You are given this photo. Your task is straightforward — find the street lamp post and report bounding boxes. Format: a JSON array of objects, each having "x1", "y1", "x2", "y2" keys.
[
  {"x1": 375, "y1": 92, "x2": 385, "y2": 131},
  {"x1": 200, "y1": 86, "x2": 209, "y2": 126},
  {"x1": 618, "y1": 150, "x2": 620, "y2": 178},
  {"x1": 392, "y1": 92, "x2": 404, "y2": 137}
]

Task to carry out: Can you rewrite the records above, swapping "street lamp post" for "streetlight" and leaving everything else unchanged?

Final result:
You are given this photo. Your task is straightforward — find the streetlight and report bounding boxes. Format: a JSON array of objects, each having "x1", "y1", "x2", "y2" keys.
[
  {"x1": 375, "y1": 92, "x2": 385, "y2": 131},
  {"x1": 200, "y1": 86, "x2": 209, "y2": 126},
  {"x1": 618, "y1": 150, "x2": 620, "y2": 178},
  {"x1": 392, "y1": 92, "x2": 404, "y2": 137}
]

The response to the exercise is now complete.